-- start Input data --

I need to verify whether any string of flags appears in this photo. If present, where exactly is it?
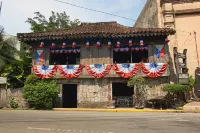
[40,38,169,48]
[33,63,168,79]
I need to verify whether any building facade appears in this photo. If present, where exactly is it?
[18,22,175,108]
[135,0,200,77]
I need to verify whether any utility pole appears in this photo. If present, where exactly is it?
[0,1,2,16]
[194,31,199,67]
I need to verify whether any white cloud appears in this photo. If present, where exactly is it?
[0,0,146,35]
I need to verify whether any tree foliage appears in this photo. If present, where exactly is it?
[0,42,31,88]
[26,11,80,32]
[0,27,17,70]
[23,75,59,109]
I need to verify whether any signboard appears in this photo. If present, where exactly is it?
[0,77,7,84]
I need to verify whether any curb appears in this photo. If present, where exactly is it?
[53,108,184,113]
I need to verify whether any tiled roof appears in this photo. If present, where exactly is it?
[17,22,175,41]
[160,0,200,4]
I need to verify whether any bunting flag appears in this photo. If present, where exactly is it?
[96,41,101,48]
[40,42,44,48]
[128,40,133,47]
[165,38,169,44]
[86,64,112,78]
[58,65,83,79]
[72,42,76,48]
[33,65,56,79]
[62,42,67,48]
[141,63,168,78]
[113,64,140,78]
[51,42,56,49]
[116,41,120,48]
[36,49,44,62]
[86,41,90,48]
[108,41,112,48]
[50,48,81,54]
[155,45,165,58]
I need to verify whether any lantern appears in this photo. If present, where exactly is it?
[140,40,144,46]
[128,40,133,47]
[51,43,56,48]
[165,38,169,44]
[116,41,120,48]
[140,47,145,52]
[96,41,101,48]
[72,42,76,48]
[62,42,67,48]
[134,47,140,52]
[144,46,148,51]
[108,41,111,48]
[40,42,44,48]
[86,41,90,48]
[28,46,33,53]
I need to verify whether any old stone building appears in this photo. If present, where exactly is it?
[135,0,200,76]
[18,22,175,108]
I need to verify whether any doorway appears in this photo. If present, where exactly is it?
[112,82,134,107]
[62,84,77,108]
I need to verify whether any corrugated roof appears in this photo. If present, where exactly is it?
[160,0,200,4]
[17,22,175,41]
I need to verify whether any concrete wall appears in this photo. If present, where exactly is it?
[175,14,200,76]
[74,77,169,108]
[147,77,169,100]
[135,0,200,78]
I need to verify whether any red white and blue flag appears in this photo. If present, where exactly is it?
[33,65,56,79]
[86,64,112,78]
[58,65,83,79]
[141,63,168,78]
[156,45,165,58]
[36,49,44,62]
[113,64,140,78]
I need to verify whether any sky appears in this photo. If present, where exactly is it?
[0,0,146,36]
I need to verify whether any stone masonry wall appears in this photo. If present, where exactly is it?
[77,79,109,108]
[147,77,169,100]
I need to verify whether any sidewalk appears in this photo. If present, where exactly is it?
[53,108,183,113]
[183,102,200,113]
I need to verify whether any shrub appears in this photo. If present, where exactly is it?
[23,75,59,109]
[9,97,18,109]
[163,84,190,93]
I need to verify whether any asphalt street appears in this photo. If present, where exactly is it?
[0,110,200,133]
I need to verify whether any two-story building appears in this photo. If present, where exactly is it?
[18,22,175,108]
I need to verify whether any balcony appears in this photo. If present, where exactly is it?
[32,63,170,79]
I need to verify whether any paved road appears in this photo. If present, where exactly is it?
[0,110,200,133]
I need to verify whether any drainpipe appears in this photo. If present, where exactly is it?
[194,31,199,68]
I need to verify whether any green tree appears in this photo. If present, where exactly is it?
[0,28,31,88]
[26,11,80,32]
[127,76,146,108]
[0,51,31,88]
[23,75,59,109]
[0,27,17,70]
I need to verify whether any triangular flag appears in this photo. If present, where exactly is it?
[36,50,44,62]
[156,45,165,58]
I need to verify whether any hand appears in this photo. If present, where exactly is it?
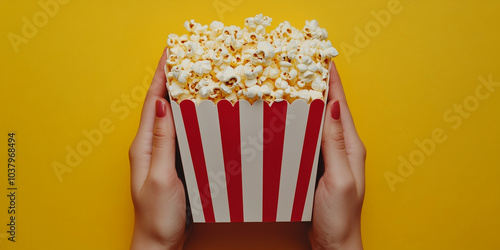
[129,47,186,250]
[309,62,366,249]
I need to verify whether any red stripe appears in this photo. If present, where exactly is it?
[217,100,243,222]
[180,100,215,222]
[291,100,325,221]
[262,101,288,221]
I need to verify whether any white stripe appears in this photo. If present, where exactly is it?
[276,100,309,221]
[239,100,264,222]
[170,101,205,222]
[196,100,230,222]
[302,99,328,221]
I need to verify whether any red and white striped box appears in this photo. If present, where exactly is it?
[171,97,328,222]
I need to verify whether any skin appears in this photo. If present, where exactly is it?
[129,47,366,250]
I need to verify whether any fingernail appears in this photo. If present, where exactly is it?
[156,100,167,118]
[332,101,340,120]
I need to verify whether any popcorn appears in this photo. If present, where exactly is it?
[166,14,338,103]
[191,60,212,76]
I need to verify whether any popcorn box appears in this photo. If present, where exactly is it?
[171,96,328,222]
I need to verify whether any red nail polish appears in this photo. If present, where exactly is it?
[156,100,167,118]
[332,101,340,120]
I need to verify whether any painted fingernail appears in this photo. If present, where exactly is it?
[332,101,340,120]
[156,100,167,118]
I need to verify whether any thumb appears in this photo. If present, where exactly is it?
[321,100,350,176]
[149,98,177,178]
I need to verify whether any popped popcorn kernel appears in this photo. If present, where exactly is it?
[165,14,338,103]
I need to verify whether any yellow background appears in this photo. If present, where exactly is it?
[0,0,500,249]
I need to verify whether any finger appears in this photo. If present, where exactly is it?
[138,49,168,138]
[149,98,177,183]
[329,61,366,190]
[328,61,359,144]
[321,100,352,182]
[129,49,171,193]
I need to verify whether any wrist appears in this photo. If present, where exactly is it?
[309,227,363,250]
[130,228,184,250]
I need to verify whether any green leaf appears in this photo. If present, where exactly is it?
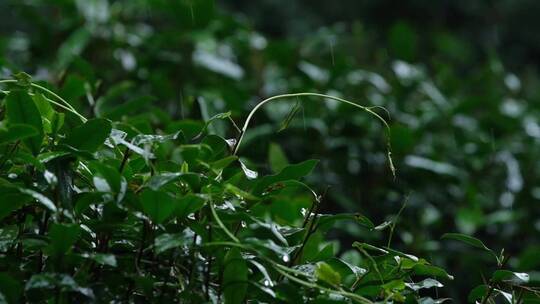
[0,186,32,220]
[176,194,206,219]
[441,233,499,262]
[141,189,178,224]
[268,143,289,173]
[81,253,117,267]
[222,248,248,304]
[0,273,23,303]
[491,270,529,285]
[19,188,56,212]
[405,278,443,291]
[0,124,39,145]
[413,264,454,280]
[253,159,319,195]
[101,96,156,120]
[6,90,43,155]
[154,233,192,254]
[63,118,112,152]
[48,224,81,256]
[315,262,341,286]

-- end Input data --

▸ Instruction:
Reproduce all of the records, substituting "I want to check" for each occurrence of "I need to verify" and leaving all other text unchanged. Omit the pictures from your answer.

▸ Correct output:
I want to check whether any string of flags appears in this photo. If present, where exactly is it?
[40,38,169,48]
[33,63,168,79]
I want to check whether any building facade appears in this photo. If present, where exactly is it?
[18,22,175,108]
[135,0,200,77]
I want to check whether any utility pole appears in this photo. If present, where exactly is it?
[0,1,2,16]
[194,31,199,67]
I want to check whether any white cloud appears in this photo. If present, where exactly is it?
[0,0,146,35]
I want to check whether any tree foliage appears in this photo. If present, where exactly is it?
[0,42,31,88]
[26,11,80,32]
[0,27,17,70]
[23,75,59,109]
I want to check whether any signboard appears in this photo. If present, where exactly is it?
[0,77,7,84]
I want to check whether any curb appears in this photo. If present, where exactly is it?
[53,108,184,113]
I want to check whether any tiled roof appears in this photo. If present, where exactly is it?
[17,22,175,41]
[160,0,200,4]
I want to check whether any bunting flag appears in this photo. If present, where exactly is it?
[96,41,101,48]
[40,42,44,48]
[128,40,133,47]
[165,38,169,44]
[86,64,112,78]
[58,65,83,79]
[72,42,76,48]
[33,65,56,79]
[62,42,67,48]
[141,63,168,78]
[113,64,140,78]
[51,42,56,49]
[116,41,120,48]
[36,49,44,62]
[86,41,90,48]
[108,41,112,48]
[50,48,81,54]
[155,45,165,58]
I want to check whether any lantern appears in this photo. If present, where exactly is it?
[140,40,144,46]
[128,40,133,47]
[51,43,56,48]
[165,38,169,44]
[116,41,120,48]
[140,47,145,52]
[96,41,101,48]
[72,42,76,48]
[62,42,67,48]
[134,47,140,52]
[144,46,148,51]
[108,41,111,48]
[40,42,44,48]
[86,41,90,48]
[28,46,33,53]
I want to check whether any old stone building appears in this photo. If present, where exactly is it?
[135,0,200,76]
[18,22,175,108]
I want to check whether any doorway appears in this photo. If present, where exactly is it?
[112,82,134,107]
[62,84,77,108]
I want to check whether any corrugated roof appears in this photo. If present, where exactly is it?
[160,0,200,4]
[17,22,175,41]
I want to check whether any concrete wall appears in this photo. If present, where exactly is it?
[175,14,200,76]
[74,77,169,108]
[147,77,169,100]
[135,0,200,78]
I want to check whether any red white and blue flag appears in this photo. If present, where exactly is it?
[33,65,56,79]
[86,64,112,78]
[58,65,83,79]
[141,63,168,78]
[156,45,165,58]
[36,49,44,62]
[113,64,140,78]
I want to check whether any sky appears in this photo. If present, where exactly is it?
[0,0,146,36]
I want to check whether any stone masonry wall appears in this photo. If present, where exactly is it?
[77,79,109,108]
[147,77,169,100]
I want to check whether any sidewalk appears in this photo. If present, where exactly is it?
[53,108,183,113]
[183,102,200,113]
I want to check whether any shrub appears in this photo. If present, where exactly is it?
[23,75,59,109]
[9,97,18,109]
[163,84,190,93]
I want to check whether any asphalt street appears in this photo. If present, where exactly is it?
[0,110,200,133]
I want to check whether any two-story building appears in this photo. If present, where exactly is it?
[18,22,175,108]
I want to check whether any balcony appears in this photo. If present, where exactly is it?
[32,63,170,79]
I want to check whether any paved road appears in this photo. If present, where exactly is it?
[0,110,200,133]
I want to check whether any drainpipe appears in this photo. If present, where exactly is it?
[194,31,199,68]
I want to check whether any green tree appears in this photo. If present, where exactly is it?
[0,28,31,88]
[26,11,80,32]
[127,76,146,108]
[0,51,31,88]
[23,75,59,109]
[0,27,17,70]
I want to check whether any triangular flag appears in this photo. If present, where exactly is it?
[36,50,44,62]
[156,45,165,58]
I want to check whether any hand appears in this photo. If present, where exactly is it?
[129,47,186,250]
[309,62,366,249]
I want to check whether any red stripe appears in this photo. If present, where exactly is it?
[217,100,243,222]
[180,100,215,222]
[291,100,325,221]
[262,101,288,221]
I want to check whether any white stripe appears in this photo. If present, where exactly is it?
[276,100,309,221]
[239,100,264,222]
[170,101,205,222]
[196,100,230,222]
[302,99,328,221]
I want to check whether any red and white striped box appears in this photo. If present, where exactly is it?
[171,97,328,222]
I want to check whether any skin appears in this photo. If present, where exactly is it?
[129,47,366,250]
I want to check whether any fingernail appears in this photo. If present, where exactly is it?
[156,100,167,118]
[332,101,340,120]
I want to check whether any popcorn appears in this photo. If present, where exactly is it?
[166,14,338,103]
[191,60,212,76]
I want to check whether any popcorn box appears in this photo. If present, where exactly is it?
[171,96,328,222]
I want to check whether any red nail polish appears in this photo. If present, where exactly is it?
[156,100,167,118]
[332,101,340,120]
I want to check whether any painted fingernail appears in this photo. If present, where exactly is it?
[332,101,340,120]
[156,100,167,118]
I want to check whether any thumb appears in this photo. If present, where exactly is it?
[321,100,350,176]
[149,98,177,178]
I want to check whether any popped popcorn kernel appears in this photo. If present, where exactly is it?
[165,14,338,103]
I want to check whether any yellow background appears in this photo. If present, where exactly is it?
[0,0,500,249]
I want to check whether any finger appears in this photo. If present, where exactly is it?
[138,49,168,138]
[149,98,177,183]
[329,61,366,190]
[328,61,359,144]
[321,100,352,182]
[129,49,171,193]
I want to check whether any wrist appears in this photo. If present, where exactly is it?
[309,227,363,250]
[130,228,184,250]
I want to check whether any green leaf appears in this photo. If present, where exactly is it?
[0,186,32,220]
[176,194,206,219]
[441,233,499,262]
[141,189,178,224]
[268,143,289,173]
[81,253,117,267]
[222,248,248,304]
[0,273,23,303]
[491,270,529,285]
[19,188,56,212]
[405,278,443,291]
[0,124,39,145]
[413,264,454,280]
[253,159,319,195]
[101,96,156,120]
[6,90,43,155]
[154,233,192,254]
[63,118,112,152]
[48,224,81,256]
[315,262,341,286]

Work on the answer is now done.